- _STUDY QUESTIONS_
(1) In the article about the Stafford MP, why does Theo Clarke say she decided to call out the abuse? Answer in one to three sentences.
(2) According to the article about the Stafford MP, how long is Theo Clarke's maternity leave?
(3) Continue the article about the Stafford MP and her maternity leave from the point where it stops.

- _READING TEXT_
################

Express & Star

Furious voters tell Stafford MP to 'get back to work' after giving birth

A Staffordshire MP says she has received dozens of phone calls from furious constituents criticising her for taking time off after giving birth.

Last updated
Stafford MP Theo Clarke

Theo Clarke is on six months maternity leave after giving birth to her daughter Arabella in August.

But the Stafford MP says her office has been bombarded with calls from residents telling her to get back to work.

One comment said 'you can’t be an MP and want to go off and have children', while another said Stafford needed a 'hard-working MP who doesn’t just take six months off when she fancies it'.

Mrs Clarke said: "I’m dismayed but not surprised at how some people have reacted to the news that I recently gave birth and have taken some time off to care for my daughter as I’m legally entitled to do.

"I’ve decided to call out this abuse as I don’t believe that women should have to choose between being a politician and a mother. This is the 21st century and we can do both. And if we want to have a more inclusive and representative democracy then we need more women to stand for public office.

"This toxic atmosphere towards female politicians is only hindering equality and good government.

"I find it shocking that, according to these people, women should not have children and be an MP when the very fact they are mothers is so valuable.

"Their experience is vital if we are to have good governance and as broad a range of people in Parliament as possible. Being a mum has helped inform my views on important issues such as maternity services, the cost of childcare and the importance of education which I will continue to campaign for.

################

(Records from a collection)
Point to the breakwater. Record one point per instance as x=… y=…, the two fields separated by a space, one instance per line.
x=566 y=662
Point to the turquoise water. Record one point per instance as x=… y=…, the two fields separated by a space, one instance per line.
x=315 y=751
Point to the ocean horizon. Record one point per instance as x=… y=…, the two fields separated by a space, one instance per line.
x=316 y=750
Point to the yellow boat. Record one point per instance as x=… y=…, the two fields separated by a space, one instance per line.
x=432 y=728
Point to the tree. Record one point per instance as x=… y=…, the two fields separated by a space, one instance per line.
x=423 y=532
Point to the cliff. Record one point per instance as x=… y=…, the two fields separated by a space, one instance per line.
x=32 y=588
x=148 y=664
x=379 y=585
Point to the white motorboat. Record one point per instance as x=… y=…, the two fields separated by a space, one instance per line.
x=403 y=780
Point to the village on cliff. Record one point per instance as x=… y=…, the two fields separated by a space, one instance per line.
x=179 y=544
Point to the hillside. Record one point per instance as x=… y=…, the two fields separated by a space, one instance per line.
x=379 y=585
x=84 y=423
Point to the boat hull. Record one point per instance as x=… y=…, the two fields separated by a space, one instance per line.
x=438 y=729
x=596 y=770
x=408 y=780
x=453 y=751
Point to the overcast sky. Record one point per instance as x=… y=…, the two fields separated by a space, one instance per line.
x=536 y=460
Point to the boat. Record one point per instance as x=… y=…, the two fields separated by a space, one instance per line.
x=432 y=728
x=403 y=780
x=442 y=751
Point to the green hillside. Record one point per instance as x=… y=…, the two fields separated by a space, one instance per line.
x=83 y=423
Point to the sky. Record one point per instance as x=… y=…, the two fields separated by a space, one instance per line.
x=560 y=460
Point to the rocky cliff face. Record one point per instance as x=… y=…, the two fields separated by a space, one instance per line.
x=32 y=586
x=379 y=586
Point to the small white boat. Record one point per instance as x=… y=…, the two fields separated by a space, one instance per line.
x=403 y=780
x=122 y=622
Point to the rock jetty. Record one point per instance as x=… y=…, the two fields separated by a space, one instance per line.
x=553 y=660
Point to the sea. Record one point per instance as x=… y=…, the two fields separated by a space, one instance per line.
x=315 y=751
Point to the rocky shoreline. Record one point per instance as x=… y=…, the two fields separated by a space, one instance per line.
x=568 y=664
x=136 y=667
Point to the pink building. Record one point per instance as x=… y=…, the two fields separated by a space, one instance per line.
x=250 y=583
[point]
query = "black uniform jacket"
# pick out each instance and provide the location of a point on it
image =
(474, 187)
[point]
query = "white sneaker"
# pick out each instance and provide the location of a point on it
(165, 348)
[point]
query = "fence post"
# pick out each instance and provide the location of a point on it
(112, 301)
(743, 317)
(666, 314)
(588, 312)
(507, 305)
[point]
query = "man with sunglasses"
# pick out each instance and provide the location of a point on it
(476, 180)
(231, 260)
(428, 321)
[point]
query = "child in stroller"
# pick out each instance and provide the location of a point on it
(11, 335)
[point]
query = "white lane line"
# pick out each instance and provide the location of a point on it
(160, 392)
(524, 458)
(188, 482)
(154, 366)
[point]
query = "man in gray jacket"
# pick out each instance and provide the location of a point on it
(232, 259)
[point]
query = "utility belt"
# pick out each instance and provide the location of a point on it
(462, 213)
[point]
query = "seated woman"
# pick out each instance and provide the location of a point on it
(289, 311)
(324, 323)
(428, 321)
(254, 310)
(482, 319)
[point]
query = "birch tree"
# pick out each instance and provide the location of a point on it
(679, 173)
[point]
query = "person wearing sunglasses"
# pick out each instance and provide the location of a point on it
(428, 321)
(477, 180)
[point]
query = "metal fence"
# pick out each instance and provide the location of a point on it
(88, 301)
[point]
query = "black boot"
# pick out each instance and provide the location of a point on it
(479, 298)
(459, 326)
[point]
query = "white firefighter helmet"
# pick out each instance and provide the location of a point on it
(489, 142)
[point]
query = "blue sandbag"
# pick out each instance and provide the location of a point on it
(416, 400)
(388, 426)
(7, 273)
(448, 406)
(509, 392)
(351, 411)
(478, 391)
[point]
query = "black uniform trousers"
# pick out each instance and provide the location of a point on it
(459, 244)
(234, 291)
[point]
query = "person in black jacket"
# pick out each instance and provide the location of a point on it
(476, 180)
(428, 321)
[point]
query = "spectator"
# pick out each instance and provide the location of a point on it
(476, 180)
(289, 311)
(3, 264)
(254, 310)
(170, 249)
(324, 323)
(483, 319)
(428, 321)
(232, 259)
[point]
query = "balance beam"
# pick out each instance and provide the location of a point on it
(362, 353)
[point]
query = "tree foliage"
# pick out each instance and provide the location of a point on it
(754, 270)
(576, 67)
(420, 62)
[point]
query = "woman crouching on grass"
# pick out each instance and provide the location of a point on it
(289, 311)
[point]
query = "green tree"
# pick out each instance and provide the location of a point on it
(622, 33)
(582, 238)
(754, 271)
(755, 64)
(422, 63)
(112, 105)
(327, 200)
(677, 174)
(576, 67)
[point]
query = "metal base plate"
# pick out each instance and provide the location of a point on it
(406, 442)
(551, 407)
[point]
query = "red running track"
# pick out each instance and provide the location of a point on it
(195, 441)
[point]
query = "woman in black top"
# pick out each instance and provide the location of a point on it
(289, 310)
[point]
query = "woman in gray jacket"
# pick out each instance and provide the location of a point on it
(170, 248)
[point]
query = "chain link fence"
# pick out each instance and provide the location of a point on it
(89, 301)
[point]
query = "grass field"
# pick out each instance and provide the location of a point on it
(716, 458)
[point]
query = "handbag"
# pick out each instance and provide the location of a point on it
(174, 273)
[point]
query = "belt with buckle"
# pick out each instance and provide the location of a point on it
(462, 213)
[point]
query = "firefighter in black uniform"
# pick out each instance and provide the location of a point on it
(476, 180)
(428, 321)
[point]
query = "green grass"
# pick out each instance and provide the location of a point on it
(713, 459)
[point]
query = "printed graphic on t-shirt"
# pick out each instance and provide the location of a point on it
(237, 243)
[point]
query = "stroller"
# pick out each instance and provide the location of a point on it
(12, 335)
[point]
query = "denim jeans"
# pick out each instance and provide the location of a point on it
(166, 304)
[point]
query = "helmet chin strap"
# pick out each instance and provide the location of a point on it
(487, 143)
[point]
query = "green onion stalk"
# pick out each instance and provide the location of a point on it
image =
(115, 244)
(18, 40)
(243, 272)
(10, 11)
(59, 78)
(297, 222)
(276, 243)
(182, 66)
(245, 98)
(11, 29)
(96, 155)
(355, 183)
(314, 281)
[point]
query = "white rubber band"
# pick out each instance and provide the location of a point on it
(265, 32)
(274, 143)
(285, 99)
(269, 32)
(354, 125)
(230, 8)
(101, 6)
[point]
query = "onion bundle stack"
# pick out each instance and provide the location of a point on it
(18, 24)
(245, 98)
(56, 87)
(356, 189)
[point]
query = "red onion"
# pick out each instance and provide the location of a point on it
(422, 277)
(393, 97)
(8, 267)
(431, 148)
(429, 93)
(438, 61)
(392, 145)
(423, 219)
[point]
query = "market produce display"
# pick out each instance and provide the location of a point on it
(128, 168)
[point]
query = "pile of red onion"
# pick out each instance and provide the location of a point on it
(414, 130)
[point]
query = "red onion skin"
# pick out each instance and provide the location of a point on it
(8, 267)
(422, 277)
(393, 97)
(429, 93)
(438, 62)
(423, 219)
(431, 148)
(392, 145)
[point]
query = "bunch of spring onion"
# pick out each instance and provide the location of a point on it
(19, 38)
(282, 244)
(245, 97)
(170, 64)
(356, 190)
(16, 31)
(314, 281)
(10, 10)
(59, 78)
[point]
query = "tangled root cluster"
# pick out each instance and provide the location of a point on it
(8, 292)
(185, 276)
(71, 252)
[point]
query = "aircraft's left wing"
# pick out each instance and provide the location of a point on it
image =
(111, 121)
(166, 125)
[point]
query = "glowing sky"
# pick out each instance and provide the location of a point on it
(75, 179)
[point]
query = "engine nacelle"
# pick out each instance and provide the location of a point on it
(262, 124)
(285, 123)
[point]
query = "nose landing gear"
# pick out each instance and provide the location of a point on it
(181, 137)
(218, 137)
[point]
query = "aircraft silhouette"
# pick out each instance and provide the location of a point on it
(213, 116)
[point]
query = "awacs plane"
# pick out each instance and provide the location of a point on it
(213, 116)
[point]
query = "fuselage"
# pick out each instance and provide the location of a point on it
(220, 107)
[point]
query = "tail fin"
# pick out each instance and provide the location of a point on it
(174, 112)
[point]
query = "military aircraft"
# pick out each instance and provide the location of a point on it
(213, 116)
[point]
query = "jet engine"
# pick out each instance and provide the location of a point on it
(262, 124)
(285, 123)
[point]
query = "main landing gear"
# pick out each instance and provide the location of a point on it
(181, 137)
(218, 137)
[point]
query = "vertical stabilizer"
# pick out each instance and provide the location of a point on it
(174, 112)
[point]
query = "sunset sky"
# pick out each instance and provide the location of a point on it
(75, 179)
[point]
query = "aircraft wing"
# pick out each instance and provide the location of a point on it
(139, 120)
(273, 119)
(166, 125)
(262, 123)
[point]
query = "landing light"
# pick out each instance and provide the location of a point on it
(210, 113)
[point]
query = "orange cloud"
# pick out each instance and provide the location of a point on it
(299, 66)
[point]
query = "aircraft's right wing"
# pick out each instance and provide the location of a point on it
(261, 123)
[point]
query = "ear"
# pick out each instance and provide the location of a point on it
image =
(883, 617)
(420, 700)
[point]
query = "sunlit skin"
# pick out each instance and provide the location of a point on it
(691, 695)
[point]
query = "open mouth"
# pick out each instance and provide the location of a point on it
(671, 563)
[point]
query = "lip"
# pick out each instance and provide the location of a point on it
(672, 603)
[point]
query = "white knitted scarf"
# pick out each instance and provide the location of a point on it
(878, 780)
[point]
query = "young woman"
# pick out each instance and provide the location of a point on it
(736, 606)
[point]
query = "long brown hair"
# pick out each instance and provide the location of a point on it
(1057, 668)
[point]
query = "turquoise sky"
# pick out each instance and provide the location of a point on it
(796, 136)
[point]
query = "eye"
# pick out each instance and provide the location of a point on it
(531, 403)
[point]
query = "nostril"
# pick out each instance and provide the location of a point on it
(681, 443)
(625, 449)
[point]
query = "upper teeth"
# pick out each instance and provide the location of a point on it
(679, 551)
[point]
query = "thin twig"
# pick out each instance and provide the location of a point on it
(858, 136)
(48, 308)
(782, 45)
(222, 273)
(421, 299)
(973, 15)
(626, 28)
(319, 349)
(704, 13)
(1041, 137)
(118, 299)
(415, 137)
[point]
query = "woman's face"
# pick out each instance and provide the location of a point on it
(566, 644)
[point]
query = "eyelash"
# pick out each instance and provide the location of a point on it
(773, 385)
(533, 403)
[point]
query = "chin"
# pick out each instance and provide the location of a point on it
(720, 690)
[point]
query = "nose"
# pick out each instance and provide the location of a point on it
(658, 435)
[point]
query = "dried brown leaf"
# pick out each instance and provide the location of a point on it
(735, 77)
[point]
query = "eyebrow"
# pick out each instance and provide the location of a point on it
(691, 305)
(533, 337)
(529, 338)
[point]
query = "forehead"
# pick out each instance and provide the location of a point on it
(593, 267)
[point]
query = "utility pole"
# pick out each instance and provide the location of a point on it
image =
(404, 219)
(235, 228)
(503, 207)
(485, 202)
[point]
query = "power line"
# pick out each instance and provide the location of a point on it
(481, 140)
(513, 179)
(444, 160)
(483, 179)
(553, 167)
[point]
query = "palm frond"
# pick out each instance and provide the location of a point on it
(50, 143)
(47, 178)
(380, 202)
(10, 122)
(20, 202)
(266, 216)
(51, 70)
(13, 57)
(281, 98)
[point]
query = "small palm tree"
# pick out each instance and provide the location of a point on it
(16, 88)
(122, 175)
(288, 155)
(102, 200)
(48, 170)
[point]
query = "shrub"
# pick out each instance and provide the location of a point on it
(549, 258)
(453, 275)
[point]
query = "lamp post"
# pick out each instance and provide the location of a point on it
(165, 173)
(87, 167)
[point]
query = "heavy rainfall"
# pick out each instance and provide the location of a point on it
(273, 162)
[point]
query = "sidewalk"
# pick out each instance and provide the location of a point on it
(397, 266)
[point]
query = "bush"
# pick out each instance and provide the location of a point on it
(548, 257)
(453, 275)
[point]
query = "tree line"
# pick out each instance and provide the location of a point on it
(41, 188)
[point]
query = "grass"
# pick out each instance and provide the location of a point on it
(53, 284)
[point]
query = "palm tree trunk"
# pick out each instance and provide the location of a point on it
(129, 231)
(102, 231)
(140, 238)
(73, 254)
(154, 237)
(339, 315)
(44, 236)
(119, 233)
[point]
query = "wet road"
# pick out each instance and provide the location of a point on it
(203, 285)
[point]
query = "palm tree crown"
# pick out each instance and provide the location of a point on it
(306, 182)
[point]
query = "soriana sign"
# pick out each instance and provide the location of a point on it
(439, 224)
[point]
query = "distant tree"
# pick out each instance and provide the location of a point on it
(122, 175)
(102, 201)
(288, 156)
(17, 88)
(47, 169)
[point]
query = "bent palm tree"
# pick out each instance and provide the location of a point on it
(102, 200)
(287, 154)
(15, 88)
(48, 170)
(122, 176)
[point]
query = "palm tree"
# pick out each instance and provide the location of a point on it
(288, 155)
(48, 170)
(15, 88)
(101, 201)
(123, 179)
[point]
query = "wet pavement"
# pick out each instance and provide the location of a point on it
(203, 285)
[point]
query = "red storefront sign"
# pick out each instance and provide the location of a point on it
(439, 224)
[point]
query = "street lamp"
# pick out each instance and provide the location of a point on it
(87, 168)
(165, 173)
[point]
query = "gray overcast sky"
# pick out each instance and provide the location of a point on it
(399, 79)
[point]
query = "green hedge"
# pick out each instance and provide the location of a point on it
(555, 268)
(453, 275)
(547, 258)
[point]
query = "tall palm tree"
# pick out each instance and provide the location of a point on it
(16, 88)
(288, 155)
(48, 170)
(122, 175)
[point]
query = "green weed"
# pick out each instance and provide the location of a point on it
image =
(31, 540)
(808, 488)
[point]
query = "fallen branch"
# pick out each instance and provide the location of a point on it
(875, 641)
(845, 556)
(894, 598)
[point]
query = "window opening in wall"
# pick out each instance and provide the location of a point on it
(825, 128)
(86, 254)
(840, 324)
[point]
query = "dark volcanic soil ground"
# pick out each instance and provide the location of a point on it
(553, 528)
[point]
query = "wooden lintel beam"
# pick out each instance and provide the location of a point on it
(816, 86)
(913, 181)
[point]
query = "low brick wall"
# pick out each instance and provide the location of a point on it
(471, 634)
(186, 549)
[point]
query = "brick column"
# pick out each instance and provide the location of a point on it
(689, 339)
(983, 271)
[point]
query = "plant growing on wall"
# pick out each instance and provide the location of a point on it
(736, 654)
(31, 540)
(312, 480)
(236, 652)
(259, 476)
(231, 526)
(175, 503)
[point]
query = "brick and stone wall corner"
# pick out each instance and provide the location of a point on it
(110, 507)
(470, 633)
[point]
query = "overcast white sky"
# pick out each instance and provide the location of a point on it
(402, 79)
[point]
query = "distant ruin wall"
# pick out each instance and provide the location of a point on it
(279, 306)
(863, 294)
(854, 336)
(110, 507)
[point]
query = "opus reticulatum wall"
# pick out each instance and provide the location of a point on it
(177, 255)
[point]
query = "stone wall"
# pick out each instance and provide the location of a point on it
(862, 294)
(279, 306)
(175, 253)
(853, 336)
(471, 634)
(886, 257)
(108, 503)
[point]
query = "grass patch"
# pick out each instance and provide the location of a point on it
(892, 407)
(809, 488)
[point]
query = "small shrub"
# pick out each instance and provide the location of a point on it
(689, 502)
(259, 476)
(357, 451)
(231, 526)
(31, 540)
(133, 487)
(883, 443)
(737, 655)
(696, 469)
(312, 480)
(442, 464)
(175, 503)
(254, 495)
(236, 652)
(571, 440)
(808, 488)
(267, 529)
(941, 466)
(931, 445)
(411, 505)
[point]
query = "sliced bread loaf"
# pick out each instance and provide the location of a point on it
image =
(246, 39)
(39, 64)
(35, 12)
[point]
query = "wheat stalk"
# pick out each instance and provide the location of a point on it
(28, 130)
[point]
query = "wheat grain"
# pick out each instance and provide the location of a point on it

################

- _RESPONSES BY ITEM NUMBER_
(1) She says she decided to call out the abuse because she does not believe women should have to choose between being a politician and a mother. She adds that a more inclusive and representative democracy needs more women to stand for public office.

(2) Six months.

(3)
"I also passionately believe we need more women in public life. I work to increase the number of women MPs through the cross party 50:50 campaign to increase female representation but the climate will have to radically change if we are to have any chance of success."

The 37-year old, who has represented Stafford since 2019 and is a Parliamentary Private Secretary (PPS) at the Department for International Trade, underwent major surgery after giving birth and remained in hospital for nearly a week.

She said her maternity leave had been "in name only" at times and that while looking after her baby she had been in "daily communication" with her office on urgent matters, and also attended constituency events and Parliament.

She added: “I will not be deterred by this abuse and instead I will redouble my efforts on my return to Parliament to help women in society deal with this sort of discrimination and use my experience to help others.

"It is also not acceptable for my brilliant team to have to deal with this abuse every day."